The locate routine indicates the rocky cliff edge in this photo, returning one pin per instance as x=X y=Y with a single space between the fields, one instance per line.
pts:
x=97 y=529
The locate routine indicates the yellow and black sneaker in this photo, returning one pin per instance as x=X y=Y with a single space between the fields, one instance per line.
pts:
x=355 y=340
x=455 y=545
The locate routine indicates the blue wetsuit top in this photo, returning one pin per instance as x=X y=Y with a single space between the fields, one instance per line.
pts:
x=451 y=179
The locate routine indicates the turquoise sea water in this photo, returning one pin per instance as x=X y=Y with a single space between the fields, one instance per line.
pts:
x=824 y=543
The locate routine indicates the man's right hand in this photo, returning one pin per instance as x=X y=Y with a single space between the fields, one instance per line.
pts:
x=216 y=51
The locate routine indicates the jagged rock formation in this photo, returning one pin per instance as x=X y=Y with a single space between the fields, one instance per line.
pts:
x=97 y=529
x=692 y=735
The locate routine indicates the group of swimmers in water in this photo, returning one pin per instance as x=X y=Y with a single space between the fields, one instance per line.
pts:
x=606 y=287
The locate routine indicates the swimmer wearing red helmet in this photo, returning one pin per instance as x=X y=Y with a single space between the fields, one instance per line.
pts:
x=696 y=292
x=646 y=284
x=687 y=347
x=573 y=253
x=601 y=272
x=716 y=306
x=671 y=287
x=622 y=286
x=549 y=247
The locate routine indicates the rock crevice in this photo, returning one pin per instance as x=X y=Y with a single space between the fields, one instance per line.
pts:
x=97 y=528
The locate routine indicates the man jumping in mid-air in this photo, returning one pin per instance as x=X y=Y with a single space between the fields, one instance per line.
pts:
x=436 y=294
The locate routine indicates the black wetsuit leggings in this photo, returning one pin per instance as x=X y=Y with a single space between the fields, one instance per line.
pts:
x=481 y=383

SHORT PROBLEM
Render the records above as a two-column CSV with the header row input,output and one row per record. Put each record's text under input and its answer under output, with each value in a single quoted field and any line breaks replaced by spaces.

EXERCISE ANSWER
input,output
"The locate routine indicates the rocky cliff edge in this photo, returning one pin per instance as x=X y=Y with a single space between the fields, one instance per line. pts:","x=97 y=529"
"The locate routine indicates the yellow and black sneaker in this photo, returning one pin per instance as x=X y=Y with a single space between the fields, one instance per line. pts:","x=355 y=340 x=455 y=545"
"The locate routine indicates the blue wetsuit top in this photo, returning one pin per instance as x=X y=Y with a single space between the fields, one instance per line. pts:","x=451 y=179"
"The locate routine indicates the turquoise sea water in this photo, returning one pin per instance as x=X y=Y with a single space between the fields, one instance per line. pts:","x=824 y=543"
"The locate routine indicates the man's right hand in this photo, returning one pin per instance as x=X y=Y with a single space between the fields, one instance per line. pts:","x=216 y=51"
"The locate routine indicates the jagged rock formation in this photo, returning one pin per instance as x=X y=Y with a single space between the fields, one instance per line. pts:","x=97 y=529 x=692 y=735"
"The locate routine indicates the group of swimmers in water in this photo, returning one pin per instance as x=X y=Y with a single space between the fields, one instance per line. pts:","x=606 y=287"
"The locate routine indicates the swimmer wearing red helmet in this photo, returning one pin per instance as x=X y=Y with a single space between the fields, one instance per line. pts:","x=696 y=292 x=646 y=284 x=687 y=347 x=573 y=253 x=601 y=272 x=716 y=306 x=671 y=287 x=622 y=286 x=549 y=247"
"The locate routine indicates the rock crevice in this photo, returning one pin per instance as x=X y=Y with a single space between the fields, one instance per line. pts:","x=97 y=528"
"The locate routine indicates the man jumping in mid-air in this photo, returning one pin per instance as x=X y=Y with a single space between the fields, one instance per line. pts:","x=436 y=294"
"The locate routine indicates the black wetsuit leggings in this photo, returning one pin per instance as x=X y=Y with a single space between the fields, one instance per line. pts:","x=481 y=383"